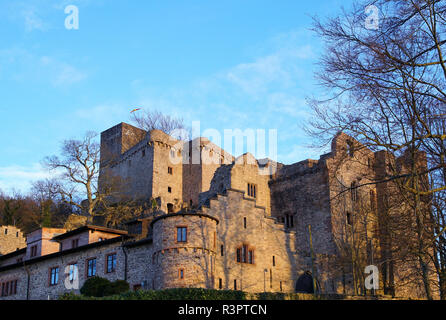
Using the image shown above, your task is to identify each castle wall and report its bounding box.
[0,226,26,256]
[231,153,271,215]
[0,239,157,300]
[153,214,217,289]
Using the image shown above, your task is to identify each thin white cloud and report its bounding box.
[40,56,87,87]
[0,163,52,192]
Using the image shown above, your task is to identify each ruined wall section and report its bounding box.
[183,137,234,207]
[99,123,153,202]
[202,189,302,292]
[0,226,26,256]
[326,133,380,294]
[270,160,336,258]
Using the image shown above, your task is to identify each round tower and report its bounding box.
[152,212,218,289]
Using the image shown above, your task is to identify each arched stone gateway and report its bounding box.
[296,271,314,293]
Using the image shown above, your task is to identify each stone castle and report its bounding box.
[0,123,436,299]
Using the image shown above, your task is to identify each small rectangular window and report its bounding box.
[31,246,37,258]
[248,250,254,264]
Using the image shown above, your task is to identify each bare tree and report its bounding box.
[43,132,106,222]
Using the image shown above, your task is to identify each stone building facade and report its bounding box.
[0,226,26,256]
[0,123,440,299]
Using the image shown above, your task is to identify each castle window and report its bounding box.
[248,183,256,198]
[68,263,78,282]
[1,280,17,297]
[107,253,116,273]
[237,244,254,264]
[31,246,37,258]
[269,269,273,289]
[248,250,254,264]
[177,227,187,242]
[285,214,294,228]
[87,258,96,277]
[347,211,352,226]
[50,267,59,286]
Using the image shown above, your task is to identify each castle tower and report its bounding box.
[152,213,218,289]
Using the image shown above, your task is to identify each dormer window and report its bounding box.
[247,183,257,198]
[347,140,354,157]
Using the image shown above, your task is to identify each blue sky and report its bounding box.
[0,0,356,192]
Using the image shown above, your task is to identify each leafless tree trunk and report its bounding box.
[308,0,446,299]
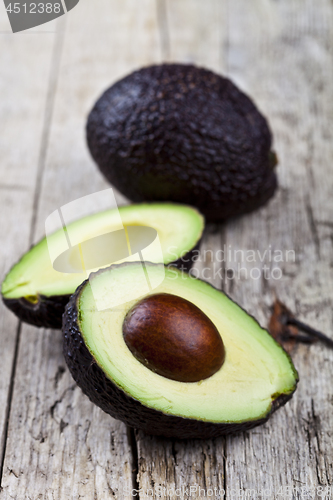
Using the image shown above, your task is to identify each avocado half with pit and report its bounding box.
[87,64,277,222]
[63,263,298,438]
[1,203,204,328]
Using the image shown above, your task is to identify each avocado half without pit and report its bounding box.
[87,64,277,222]
[1,203,204,328]
[63,262,298,438]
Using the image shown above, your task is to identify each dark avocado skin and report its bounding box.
[2,244,201,329]
[2,295,70,329]
[86,64,277,222]
[63,264,296,439]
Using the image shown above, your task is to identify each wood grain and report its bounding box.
[0,0,333,500]
[225,1,333,498]
[0,11,55,486]
[2,0,160,500]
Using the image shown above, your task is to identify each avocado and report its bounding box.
[1,203,204,328]
[63,262,298,438]
[86,64,277,222]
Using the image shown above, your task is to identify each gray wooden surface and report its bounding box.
[0,0,333,500]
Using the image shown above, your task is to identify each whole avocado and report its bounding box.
[87,64,277,221]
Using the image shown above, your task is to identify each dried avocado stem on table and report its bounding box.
[268,300,333,353]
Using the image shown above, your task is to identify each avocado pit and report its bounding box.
[123,293,225,382]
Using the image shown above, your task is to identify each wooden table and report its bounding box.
[0,0,333,500]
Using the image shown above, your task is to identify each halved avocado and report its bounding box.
[1,203,204,328]
[63,263,298,438]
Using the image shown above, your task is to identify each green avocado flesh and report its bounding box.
[76,263,298,423]
[1,203,204,305]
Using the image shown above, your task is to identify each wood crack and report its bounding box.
[127,427,140,500]
[0,322,22,491]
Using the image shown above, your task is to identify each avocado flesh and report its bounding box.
[72,263,297,426]
[1,203,204,328]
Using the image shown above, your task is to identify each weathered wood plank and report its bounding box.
[138,0,333,498]
[3,0,160,500]
[0,10,55,488]
[225,0,333,499]
[137,0,224,499]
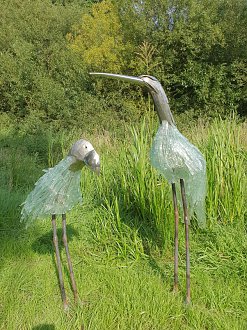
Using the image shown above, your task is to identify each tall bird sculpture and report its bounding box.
[21,139,100,309]
[91,73,206,303]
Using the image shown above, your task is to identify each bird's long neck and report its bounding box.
[149,84,176,126]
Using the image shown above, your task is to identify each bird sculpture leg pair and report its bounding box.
[172,179,190,304]
[51,214,78,310]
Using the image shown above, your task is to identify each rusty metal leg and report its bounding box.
[62,214,78,302]
[172,183,178,292]
[180,179,190,304]
[51,214,68,310]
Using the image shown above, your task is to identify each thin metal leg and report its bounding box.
[51,214,68,309]
[172,183,179,292]
[180,179,190,304]
[62,214,78,302]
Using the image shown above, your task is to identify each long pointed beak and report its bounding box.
[89,72,175,125]
[89,72,147,86]
[84,150,100,175]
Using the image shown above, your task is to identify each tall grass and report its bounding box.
[203,118,247,224]
[0,118,247,330]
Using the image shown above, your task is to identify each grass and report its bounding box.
[0,118,247,330]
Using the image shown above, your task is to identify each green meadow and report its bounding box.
[0,116,247,330]
[0,0,247,330]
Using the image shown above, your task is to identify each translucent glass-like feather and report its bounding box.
[21,156,82,225]
[150,121,206,227]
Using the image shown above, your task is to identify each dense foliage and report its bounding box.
[0,0,247,132]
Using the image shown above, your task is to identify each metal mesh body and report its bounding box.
[150,121,206,227]
[21,156,83,225]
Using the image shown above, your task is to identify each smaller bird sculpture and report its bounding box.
[90,72,206,304]
[21,139,100,310]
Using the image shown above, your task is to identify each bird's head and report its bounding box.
[69,139,100,174]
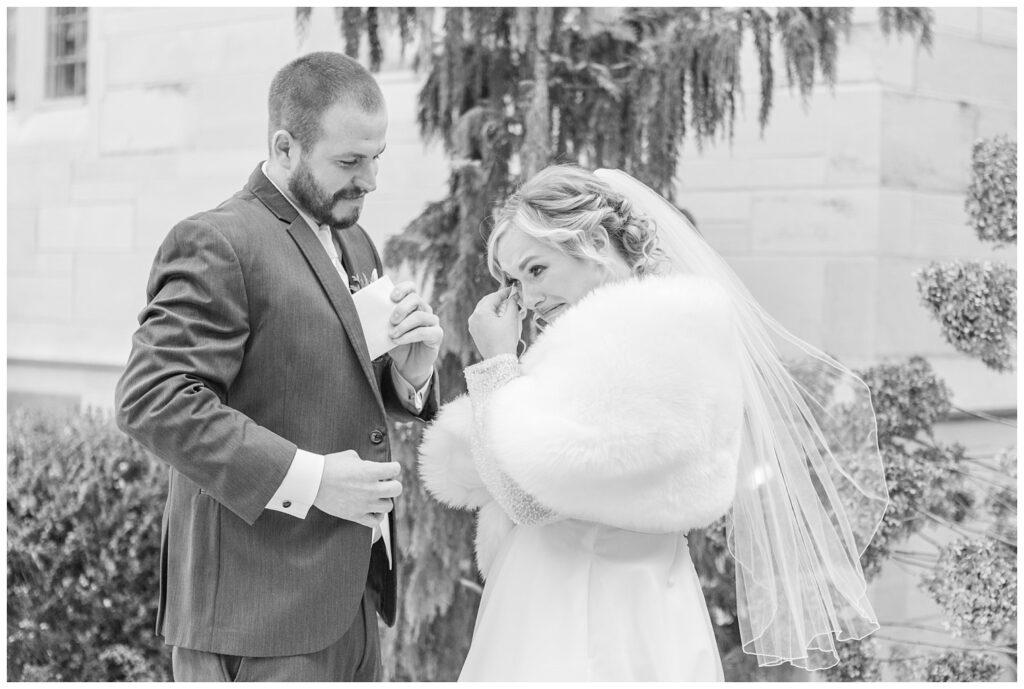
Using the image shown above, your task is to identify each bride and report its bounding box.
[420,166,888,681]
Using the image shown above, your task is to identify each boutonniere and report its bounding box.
[348,268,377,294]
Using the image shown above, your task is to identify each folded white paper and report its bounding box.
[352,275,395,359]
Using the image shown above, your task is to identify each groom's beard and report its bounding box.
[288,158,364,228]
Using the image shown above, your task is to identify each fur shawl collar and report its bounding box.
[419,275,743,573]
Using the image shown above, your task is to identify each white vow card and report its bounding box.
[352,275,395,359]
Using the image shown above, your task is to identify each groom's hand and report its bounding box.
[388,283,444,388]
[313,449,401,528]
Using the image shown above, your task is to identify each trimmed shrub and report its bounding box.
[965,136,1017,246]
[7,411,171,681]
[915,261,1017,371]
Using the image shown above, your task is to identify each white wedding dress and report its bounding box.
[459,520,723,681]
[420,275,742,681]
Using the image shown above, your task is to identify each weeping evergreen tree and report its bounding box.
[296,7,931,680]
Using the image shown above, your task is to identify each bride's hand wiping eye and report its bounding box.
[468,286,524,358]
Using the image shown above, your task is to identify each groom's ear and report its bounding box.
[270,129,301,170]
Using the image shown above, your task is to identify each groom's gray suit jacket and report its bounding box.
[116,167,438,656]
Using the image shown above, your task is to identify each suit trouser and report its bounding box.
[171,593,382,682]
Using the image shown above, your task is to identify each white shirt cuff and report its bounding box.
[266,449,324,519]
[391,364,434,414]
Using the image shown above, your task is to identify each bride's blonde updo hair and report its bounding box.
[487,165,668,284]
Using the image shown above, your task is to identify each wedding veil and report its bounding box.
[595,170,889,671]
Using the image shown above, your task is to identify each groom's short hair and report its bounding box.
[267,51,384,150]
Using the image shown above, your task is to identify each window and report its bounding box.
[7,7,17,103]
[46,7,88,98]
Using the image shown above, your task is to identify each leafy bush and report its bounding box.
[916,261,1017,371]
[965,136,1017,245]
[925,539,1017,641]
[822,637,882,682]
[897,651,1002,682]
[7,405,170,681]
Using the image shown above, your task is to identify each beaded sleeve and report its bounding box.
[465,354,561,525]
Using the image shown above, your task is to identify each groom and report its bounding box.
[116,52,442,681]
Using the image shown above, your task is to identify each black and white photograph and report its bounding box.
[5,5,1019,683]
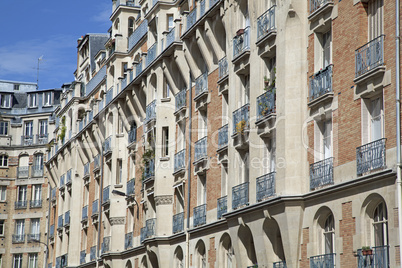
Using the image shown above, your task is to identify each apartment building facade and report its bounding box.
[46,0,400,268]
[0,80,61,268]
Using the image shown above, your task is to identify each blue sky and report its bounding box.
[0,0,112,89]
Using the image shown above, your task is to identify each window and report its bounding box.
[0,121,8,136]
[162,127,169,157]
[28,93,37,107]
[28,253,38,268]
[0,186,7,201]
[0,94,11,108]
[39,120,47,136]
[0,154,8,167]
[0,220,5,236]
[13,254,22,268]
[43,92,53,106]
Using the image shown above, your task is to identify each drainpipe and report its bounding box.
[186,73,193,268]
[395,0,402,260]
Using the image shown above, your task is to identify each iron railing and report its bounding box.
[218,56,229,79]
[257,6,276,40]
[128,20,148,51]
[310,157,334,190]
[194,136,208,161]
[256,172,276,202]
[357,246,390,268]
[257,88,276,121]
[193,204,207,227]
[173,212,184,234]
[175,89,187,112]
[145,100,156,123]
[217,195,228,219]
[233,27,250,59]
[218,124,229,149]
[233,103,250,135]
[356,138,387,176]
[102,186,110,205]
[232,182,249,210]
[310,253,335,268]
[309,64,332,101]
[17,166,29,179]
[174,150,186,172]
[355,35,384,77]
[195,72,208,97]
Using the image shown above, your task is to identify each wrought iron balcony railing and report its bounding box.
[217,195,228,219]
[356,138,387,176]
[232,182,249,210]
[175,89,187,112]
[195,72,208,97]
[310,253,335,268]
[257,88,276,121]
[233,103,250,135]
[310,157,334,190]
[194,136,208,161]
[174,150,186,172]
[218,56,229,79]
[173,212,184,234]
[357,246,390,268]
[355,35,384,77]
[233,27,250,59]
[193,204,207,227]
[128,20,148,51]
[309,64,333,101]
[145,100,156,123]
[256,172,276,202]
[257,6,276,40]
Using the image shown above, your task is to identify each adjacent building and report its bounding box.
[46,0,400,268]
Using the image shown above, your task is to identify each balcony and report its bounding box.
[12,234,25,244]
[128,20,148,51]
[233,27,250,60]
[145,100,156,124]
[15,200,28,209]
[101,236,112,254]
[17,166,29,179]
[310,157,334,190]
[102,186,110,206]
[355,35,384,80]
[256,172,276,202]
[194,136,208,162]
[357,246,390,268]
[308,64,334,107]
[29,199,42,208]
[36,134,48,144]
[31,166,43,178]
[27,233,40,243]
[124,232,133,250]
[232,182,249,210]
[80,249,87,264]
[217,195,228,219]
[21,135,34,146]
[103,135,112,155]
[356,139,387,176]
[89,246,96,261]
[310,253,335,268]
[257,6,276,41]
[173,212,184,234]
[174,150,186,173]
[256,88,276,125]
[193,204,207,227]
[64,210,70,227]
[91,199,99,217]
[145,42,158,67]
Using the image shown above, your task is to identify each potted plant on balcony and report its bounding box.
[362,246,373,256]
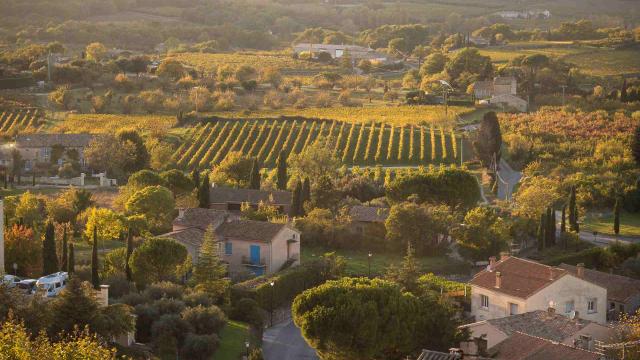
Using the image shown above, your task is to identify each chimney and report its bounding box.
[489,256,496,270]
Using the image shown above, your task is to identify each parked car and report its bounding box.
[2,275,22,288]
[36,271,69,297]
[16,279,38,294]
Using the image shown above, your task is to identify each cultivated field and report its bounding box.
[174,118,459,169]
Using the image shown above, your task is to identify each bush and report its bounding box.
[181,305,227,335]
[182,334,219,360]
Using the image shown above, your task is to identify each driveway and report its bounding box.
[262,318,318,360]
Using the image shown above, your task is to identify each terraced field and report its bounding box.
[173,118,459,169]
[0,109,44,135]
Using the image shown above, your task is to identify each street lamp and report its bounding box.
[269,281,276,326]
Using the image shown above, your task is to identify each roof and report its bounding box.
[349,205,389,222]
[470,256,567,299]
[209,186,291,205]
[461,310,592,342]
[16,134,94,148]
[559,264,640,303]
[216,220,287,242]
[173,208,231,230]
[489,333,604,360]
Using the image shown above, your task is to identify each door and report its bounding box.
[249,245,260,265]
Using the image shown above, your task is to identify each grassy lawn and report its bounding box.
[583,211,640,236]
[213,320,255,360]
[302,247,469,276]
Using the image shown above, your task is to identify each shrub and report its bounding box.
[180,305,227,335]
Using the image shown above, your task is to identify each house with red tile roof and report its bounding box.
[470,255,607,324]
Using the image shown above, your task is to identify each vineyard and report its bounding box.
[173,118,460,169]
[0,109,44,135]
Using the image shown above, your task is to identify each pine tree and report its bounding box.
[198,174,210,209]
[91,225,100,290]
[613,197,620,235]
[191,168,200,189]
[67,243,76,275]
[60,224,68,271]
[249,159,260,190]
[289,180,302,217]
[124,227,133,282]
[42,221,58,275]
[276,150,288,190]
[300,178,311,216]
[193,225,227,297]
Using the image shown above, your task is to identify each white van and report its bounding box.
[36,271,69,297]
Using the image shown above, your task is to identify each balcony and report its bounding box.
[242,255,267,267]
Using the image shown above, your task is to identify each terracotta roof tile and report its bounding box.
[489,333,604,360]
[470,256,567,299]
[559,264,640,302]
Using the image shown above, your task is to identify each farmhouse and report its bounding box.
[161,208,300,277]
[209,184,291,213]
[470,255,607,324]
[559,264,640,319]
[293,43,388,62]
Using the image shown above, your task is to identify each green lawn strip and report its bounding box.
[302,247,468,276]
[582,211,640,237]
[213,320,255,360]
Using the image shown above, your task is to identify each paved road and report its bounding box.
[262,319,318,360]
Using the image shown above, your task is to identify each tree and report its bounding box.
[193,225,229,300]
[91,226,100,290]
[85,42,107,62]
[613,196,620,235]
[289,180,302,217]
[42,221,58,275]
[249,159,260,190]
[473,111,502,168]
[129,238,187,288]
[198,174,211,209]
[276,150,288,190]
[454,207,509,261]
[125,185,176,233]
[67,243,76,275]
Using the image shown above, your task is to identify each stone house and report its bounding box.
[209,184,291,214]
[470,255,607,324]
[161,208,300,278]
[559,264,640,319]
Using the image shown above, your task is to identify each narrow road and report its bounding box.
[262,318,318,360]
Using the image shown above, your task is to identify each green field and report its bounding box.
[213,320,255,360]
[582,211,640,237]
[173,118,459,169]
[301,246,469,276]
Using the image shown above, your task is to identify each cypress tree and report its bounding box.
[613,197,620,235]
[60,224,68,271]
[67,243,76,275]
[198,174,210,209]
[124,227,133,282]
[249,159,260,190]
[91,225,100,290]
[42,221,58,275]
[289,180,302,217]
[276,150,287,190]
[191,168,200,189]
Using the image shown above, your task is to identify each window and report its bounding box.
[480,295,489,309]
[509,303,518,315]
[564,300,576,314]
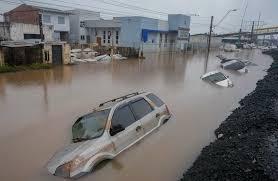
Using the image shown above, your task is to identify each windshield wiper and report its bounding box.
[72,138,90,143]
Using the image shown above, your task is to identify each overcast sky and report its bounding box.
[0,0,278,34]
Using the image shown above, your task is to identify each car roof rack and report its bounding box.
[99,92,144,107]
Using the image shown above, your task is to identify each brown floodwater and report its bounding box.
[0,50,272,181]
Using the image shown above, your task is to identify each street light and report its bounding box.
[204,9,237,73]
[213,9,237,28]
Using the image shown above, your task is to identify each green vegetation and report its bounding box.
[0,63,52,73]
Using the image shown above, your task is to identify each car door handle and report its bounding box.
[136,126,142,132]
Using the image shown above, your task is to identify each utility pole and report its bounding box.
[238,2,248,45]
[250,21,255,43]
[207,16,214,56]
[204,16,214,73]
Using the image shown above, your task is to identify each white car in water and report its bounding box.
[221,59,248,73]
[201,71,233,87]
[47,92,171,178]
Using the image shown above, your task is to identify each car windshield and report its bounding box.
[205,72,227,82]
[72,109,110,142]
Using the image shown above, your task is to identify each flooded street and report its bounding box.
[0,50,272,181]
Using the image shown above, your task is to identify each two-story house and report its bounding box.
[68,9,100,44]
[4,4,70,41]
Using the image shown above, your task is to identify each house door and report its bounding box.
[86,35,91,43]
[52,45,63,65]
[97,37,101,46]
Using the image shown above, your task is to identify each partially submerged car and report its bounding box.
[216,55,248,73]
[47,92,171,178]
[201,71,233,87]
[221,60,248,73]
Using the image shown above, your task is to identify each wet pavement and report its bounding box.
[0,50,272,181]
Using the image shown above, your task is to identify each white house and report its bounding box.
[67,9,100,44]
[4,4,70,41]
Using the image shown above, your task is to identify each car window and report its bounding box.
[204,72,227,82]
[147,94,164,107]
[130,99,153,120]
[111,105,136,131]
[72,109,110,140]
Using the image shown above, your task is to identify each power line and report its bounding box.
[0,0,148,16]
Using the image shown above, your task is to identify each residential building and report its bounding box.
[189,34,223,49]
[4,4,70,41]
[67,9,100,44]
[84,14,190,51]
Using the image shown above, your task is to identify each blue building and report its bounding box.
[85,14,191,52]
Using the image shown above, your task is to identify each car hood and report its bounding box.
[47,140,95,174]
[215,79,233,87]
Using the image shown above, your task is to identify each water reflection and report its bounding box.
[0,51,272,181]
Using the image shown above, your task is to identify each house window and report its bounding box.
[103,31,106,43]
[116,31,119,44]
[58,16,65,24]
[107,31,111,43]
[42,15,51,23]
[80,21,85,28]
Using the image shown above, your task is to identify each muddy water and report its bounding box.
[0,51,272,181]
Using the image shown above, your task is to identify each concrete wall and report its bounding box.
[190,34,222,49]
[0,47,5,66]
[69,15,80,43]
[0,22,10,41]
[168,14,191,31]
[43,42,70,64]
[10,23,40,41]
[4,4,39,25]
[116,17,142,48]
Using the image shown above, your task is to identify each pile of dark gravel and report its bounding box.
[181,50,278,181]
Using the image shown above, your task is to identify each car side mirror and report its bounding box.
[110,126,125,136]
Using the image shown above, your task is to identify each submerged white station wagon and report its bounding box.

------------------------------------------------------------

STATED TASK. How many lines in the material above contain the string "railing"? Matching is case-sensitive. Reply with the number alone.

TASK ANSWER. 2